Obesity is a prevalent condition characterized by the excessive accumulation and storage of fat in adipose tissue. It is a major cause of insulin resistance, which is implicated in the development of metabolic syndrome (MetS) and type 2 diabetes (T2D). These pathologies are related with the development and progression of atherosclerosis, one of the leading causes of morbidity and mortality in industrialized countries [1].

Dyslipidemia is a known risk factor for atherosclerosis and is commonly linked to insulin resistance and, hence, to obesity, MetS and T2D [2]. The two major quantitative lipid abnormalities in these patients are increased triglyceride levels and low high-density lipoprotein (HDL) levels. When these parameters are associated with a higher proportion of small and dense low-density lipoprotein particles (sdLDL), atherogenic dyslipidemia is diagnosed. This condition has emerged as an important marker of the increased cardiovascular disease risk observed in patients with obesity, MetS, insulin resistance and T2D [3]. HDL does not represent a sum of identical particles, but rather a collection of discrete subfractions that differ with respect to their physicochemical properties; namely size, density, composition and charge. In common metabolic diseases, such as T2D and MetS, it seems that HDL atherogenicity increases as particle size decreases, and that small HDL particles are more atherogenic than large HDL [4].
- - -
- **EXERCISES**
**A)** Which abbreviations does the passage on obesity and dyslipidemia define in parentheses, and what does each stand for?
**B)** Do these statements agree with the passage on obesity and dyslipidemia? For each, answer yes or no and quote the deciding words.
(i) Large HDL particles are more atherogenic than small HDL particles.
(ii) Atherogenic dyslipidemia is diagnosed when increased triglycerides and low HDL occur together with a higher proportion of sdLDL.
(iii) HDL consists of identical particles.
**C)** Carry on the passage on obesity and dyslipidemia from its last sentence.

- **ENTRIES SHOWN**
- - -
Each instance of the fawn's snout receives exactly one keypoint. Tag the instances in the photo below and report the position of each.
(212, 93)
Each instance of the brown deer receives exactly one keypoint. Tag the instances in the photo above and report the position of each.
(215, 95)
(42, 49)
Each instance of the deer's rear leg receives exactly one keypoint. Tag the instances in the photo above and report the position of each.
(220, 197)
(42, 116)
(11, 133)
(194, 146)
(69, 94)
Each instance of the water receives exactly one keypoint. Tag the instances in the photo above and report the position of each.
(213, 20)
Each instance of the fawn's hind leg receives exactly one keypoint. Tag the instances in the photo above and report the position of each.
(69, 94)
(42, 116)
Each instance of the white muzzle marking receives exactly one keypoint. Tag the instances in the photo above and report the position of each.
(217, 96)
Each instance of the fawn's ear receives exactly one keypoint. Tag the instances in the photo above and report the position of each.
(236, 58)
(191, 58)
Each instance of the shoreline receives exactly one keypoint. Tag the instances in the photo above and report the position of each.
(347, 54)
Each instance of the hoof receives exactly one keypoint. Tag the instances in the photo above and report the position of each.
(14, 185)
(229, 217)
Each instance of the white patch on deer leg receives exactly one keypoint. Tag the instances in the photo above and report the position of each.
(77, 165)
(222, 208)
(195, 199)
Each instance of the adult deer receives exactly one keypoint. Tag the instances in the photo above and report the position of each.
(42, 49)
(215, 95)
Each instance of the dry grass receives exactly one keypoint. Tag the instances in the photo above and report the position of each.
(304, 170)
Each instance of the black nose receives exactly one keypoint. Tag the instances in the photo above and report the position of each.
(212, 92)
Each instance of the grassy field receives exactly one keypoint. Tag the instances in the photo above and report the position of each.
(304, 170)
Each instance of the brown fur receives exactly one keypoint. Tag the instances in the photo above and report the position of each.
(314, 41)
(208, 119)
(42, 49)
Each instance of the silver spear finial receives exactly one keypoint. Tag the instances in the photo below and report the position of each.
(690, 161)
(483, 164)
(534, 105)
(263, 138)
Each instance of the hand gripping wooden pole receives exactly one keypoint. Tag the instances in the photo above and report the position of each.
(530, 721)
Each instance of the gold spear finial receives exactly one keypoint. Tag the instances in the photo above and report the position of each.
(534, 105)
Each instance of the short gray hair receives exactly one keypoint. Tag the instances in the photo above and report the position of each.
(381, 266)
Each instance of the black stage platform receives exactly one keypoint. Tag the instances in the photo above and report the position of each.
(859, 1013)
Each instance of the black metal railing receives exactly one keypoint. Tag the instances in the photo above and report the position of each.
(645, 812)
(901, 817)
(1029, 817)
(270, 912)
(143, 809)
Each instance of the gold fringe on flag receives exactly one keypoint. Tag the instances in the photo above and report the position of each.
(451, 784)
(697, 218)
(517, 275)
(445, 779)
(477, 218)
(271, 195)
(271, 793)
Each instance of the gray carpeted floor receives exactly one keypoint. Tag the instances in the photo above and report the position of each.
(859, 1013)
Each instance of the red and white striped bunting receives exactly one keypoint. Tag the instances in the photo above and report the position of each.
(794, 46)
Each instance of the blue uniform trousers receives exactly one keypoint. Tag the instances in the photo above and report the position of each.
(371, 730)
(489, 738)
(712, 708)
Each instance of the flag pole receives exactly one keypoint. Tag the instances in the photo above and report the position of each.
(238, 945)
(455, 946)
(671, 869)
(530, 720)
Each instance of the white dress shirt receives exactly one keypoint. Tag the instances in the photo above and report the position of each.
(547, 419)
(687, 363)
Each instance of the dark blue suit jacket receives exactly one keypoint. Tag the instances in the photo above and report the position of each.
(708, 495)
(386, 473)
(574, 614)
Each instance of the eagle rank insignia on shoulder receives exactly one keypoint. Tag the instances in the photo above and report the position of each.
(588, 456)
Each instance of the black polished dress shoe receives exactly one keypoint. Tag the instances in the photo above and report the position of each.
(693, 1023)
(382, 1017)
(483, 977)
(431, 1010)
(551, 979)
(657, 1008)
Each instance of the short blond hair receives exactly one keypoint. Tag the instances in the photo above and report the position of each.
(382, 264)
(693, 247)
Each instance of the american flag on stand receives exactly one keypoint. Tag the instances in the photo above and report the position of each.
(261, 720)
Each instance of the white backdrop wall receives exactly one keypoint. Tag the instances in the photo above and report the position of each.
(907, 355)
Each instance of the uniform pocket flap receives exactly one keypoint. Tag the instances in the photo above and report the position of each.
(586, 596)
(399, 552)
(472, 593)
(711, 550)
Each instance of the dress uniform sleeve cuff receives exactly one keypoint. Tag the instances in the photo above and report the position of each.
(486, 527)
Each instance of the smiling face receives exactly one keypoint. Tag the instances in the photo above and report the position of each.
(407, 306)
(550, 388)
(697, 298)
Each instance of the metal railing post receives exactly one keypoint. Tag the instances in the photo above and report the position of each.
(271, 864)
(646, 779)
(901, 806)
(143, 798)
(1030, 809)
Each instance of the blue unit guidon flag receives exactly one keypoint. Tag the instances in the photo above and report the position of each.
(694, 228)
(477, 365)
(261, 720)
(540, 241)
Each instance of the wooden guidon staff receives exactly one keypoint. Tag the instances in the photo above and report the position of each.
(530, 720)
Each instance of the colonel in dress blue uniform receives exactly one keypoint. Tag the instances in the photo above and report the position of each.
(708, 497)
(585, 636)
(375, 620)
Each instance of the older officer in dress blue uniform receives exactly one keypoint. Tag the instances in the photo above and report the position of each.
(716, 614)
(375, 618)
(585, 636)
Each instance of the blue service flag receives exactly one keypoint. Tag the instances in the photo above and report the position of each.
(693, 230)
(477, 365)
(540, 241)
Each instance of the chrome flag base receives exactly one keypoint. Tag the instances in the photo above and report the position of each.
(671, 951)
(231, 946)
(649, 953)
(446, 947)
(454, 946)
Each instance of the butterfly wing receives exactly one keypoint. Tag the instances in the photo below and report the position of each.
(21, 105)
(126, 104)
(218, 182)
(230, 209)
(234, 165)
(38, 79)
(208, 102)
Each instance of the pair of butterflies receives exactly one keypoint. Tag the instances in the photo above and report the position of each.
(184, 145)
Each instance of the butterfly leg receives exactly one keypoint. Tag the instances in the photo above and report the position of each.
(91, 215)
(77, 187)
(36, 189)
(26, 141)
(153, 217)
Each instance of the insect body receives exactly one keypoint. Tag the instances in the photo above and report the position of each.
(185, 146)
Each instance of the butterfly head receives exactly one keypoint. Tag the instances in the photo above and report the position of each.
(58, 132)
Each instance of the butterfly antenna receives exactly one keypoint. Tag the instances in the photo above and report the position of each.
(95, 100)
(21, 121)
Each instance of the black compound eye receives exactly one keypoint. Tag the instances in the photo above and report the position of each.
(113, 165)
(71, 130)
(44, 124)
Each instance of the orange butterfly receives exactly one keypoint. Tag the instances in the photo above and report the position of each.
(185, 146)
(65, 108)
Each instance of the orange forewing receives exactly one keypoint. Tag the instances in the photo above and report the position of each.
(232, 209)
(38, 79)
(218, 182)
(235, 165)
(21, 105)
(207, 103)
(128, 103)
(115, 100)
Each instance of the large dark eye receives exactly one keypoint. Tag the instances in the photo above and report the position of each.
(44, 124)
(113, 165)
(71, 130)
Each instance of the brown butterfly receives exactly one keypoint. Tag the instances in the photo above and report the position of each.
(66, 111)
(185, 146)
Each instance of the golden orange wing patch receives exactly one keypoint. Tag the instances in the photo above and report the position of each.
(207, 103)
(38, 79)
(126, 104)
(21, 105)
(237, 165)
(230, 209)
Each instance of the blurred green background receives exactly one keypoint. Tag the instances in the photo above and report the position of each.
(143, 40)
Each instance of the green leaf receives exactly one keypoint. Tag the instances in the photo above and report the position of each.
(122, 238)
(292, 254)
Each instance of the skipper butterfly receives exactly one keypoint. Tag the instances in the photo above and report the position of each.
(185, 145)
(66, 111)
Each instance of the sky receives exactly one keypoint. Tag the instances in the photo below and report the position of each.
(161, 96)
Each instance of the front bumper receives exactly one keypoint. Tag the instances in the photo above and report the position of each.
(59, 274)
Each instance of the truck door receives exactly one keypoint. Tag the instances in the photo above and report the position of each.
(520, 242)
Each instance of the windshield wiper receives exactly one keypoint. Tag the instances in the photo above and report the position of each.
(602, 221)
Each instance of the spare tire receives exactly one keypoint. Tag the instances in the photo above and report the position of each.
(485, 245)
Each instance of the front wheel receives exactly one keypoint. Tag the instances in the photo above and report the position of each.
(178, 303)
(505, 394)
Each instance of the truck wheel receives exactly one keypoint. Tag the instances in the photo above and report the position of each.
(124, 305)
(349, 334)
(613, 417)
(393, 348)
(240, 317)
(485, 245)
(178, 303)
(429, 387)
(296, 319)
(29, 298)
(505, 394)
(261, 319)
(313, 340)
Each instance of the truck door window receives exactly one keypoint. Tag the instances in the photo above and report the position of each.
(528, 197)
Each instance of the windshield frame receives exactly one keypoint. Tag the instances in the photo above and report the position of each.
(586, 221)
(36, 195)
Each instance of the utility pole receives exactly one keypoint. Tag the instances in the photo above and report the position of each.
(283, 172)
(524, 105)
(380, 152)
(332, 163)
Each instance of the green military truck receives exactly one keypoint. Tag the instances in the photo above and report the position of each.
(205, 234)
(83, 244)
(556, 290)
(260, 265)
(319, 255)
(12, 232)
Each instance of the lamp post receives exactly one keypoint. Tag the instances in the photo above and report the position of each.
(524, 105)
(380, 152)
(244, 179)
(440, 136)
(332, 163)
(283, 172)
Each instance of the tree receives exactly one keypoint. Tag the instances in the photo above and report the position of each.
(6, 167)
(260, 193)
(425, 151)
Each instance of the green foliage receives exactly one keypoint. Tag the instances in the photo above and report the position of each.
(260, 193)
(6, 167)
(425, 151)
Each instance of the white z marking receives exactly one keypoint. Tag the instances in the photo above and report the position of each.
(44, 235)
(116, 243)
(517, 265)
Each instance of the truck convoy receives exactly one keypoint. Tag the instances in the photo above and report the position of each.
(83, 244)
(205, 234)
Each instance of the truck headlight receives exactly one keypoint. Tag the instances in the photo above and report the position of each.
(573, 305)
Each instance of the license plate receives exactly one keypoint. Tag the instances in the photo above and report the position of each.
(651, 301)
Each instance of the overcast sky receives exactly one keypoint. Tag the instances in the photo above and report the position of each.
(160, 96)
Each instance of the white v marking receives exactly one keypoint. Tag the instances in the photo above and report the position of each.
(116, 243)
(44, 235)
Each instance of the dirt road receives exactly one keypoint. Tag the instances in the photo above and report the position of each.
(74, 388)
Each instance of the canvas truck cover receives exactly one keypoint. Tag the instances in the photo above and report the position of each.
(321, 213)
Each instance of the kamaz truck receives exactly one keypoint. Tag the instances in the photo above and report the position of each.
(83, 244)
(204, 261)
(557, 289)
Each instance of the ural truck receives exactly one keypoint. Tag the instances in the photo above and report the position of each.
- - -
- **ANSWERS BELOW**
**A)**
- MetS: metabolic syndrome
- T2D: type 2 diabetes
- HDL: high-density lipoprotein
- sdLDL: small and dense low-density lipoprotein particles

**B)**
(i) No: "small HDL particles are more atherogenic than large HDL"
(ii) Yes: "When these parameters are associated with a higher proportion of small and dense low-density lipoprotein particles (sdLDL), atherogenic dyslipidemia is diagnosed."
(iii) No: "HDL does not represent a sum of identical particles"

**C)**
Retinol binding protein 4 (RBP4), secreted primarily by the liver and adipocytes, is a recently identified adipokine [5] apparently linked to obesity and its comorbilities in humans, especially insulin resistance, T2D, and certain components of MetS. However, it is a matter of controversy whether RBP4 levels in obesity are determined by insulin resistance. Circulating RBP4 levels have been shown to rise and to positively correlate with body mass index (BMI) [5], [6] and to be associated with insulin resistance [5][8], while there have been contrasting reports of similar RBP4 levels regardless of BMI and no significant correlation between RPB4 and insulin resistance [9][12].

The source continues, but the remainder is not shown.